Given information —

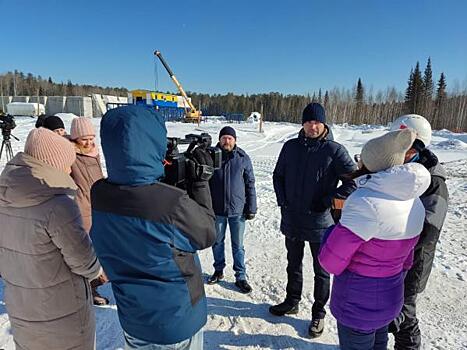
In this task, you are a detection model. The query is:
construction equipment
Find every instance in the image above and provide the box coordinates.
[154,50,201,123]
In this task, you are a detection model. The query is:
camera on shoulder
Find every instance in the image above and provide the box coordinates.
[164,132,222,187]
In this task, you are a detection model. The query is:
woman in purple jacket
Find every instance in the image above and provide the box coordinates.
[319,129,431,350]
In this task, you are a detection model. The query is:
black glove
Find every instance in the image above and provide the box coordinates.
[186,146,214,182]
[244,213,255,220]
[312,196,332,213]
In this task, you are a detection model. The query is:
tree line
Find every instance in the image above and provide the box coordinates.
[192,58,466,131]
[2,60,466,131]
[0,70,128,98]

---

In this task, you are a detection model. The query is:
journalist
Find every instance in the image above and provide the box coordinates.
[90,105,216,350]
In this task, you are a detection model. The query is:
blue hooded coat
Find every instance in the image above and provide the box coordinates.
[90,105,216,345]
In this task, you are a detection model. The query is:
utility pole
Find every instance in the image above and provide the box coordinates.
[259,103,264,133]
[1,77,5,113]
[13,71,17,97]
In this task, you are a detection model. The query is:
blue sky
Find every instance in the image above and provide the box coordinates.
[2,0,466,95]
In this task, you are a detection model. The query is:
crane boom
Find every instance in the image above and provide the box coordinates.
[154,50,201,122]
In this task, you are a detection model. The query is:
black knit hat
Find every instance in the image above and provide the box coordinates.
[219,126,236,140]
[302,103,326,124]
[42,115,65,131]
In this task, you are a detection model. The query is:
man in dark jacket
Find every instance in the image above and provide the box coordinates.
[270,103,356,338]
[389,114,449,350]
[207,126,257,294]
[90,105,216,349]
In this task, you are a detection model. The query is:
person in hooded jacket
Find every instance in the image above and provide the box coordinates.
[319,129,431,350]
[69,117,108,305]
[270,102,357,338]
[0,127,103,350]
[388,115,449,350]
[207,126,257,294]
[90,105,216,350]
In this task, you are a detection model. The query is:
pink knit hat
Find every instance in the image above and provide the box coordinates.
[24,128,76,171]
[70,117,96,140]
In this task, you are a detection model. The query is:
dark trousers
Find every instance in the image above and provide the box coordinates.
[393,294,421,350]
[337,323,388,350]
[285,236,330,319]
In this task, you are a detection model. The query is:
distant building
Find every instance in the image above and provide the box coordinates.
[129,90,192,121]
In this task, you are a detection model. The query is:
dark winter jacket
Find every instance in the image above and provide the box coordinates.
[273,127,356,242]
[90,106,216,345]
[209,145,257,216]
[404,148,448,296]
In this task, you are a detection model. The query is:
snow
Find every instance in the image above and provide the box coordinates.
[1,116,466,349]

...

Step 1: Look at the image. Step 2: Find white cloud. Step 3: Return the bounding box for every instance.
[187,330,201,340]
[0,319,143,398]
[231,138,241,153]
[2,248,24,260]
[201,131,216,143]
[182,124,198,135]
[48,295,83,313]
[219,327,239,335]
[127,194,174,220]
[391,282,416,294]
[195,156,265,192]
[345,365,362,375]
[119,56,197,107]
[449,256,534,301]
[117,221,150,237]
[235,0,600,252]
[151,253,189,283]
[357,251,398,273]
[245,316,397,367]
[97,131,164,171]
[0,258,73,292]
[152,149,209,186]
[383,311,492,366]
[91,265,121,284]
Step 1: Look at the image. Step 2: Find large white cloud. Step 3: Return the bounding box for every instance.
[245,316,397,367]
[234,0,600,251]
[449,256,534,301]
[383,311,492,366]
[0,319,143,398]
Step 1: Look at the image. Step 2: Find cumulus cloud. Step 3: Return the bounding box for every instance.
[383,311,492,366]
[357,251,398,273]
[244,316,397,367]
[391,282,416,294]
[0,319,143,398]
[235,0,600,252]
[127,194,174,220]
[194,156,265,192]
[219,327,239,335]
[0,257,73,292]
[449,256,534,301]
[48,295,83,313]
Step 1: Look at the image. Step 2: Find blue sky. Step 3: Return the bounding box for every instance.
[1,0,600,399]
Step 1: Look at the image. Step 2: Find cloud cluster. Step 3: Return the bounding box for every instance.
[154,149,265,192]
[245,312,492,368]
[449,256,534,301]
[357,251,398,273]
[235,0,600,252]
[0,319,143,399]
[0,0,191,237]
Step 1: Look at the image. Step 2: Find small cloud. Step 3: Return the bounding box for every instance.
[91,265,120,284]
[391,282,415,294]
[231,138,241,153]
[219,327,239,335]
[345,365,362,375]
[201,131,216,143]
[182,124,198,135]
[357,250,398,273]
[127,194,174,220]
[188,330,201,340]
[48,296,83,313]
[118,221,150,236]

Work instructions — What is the number of lines in the listing that include "jacket"? Answer with that number only.

Answer — 4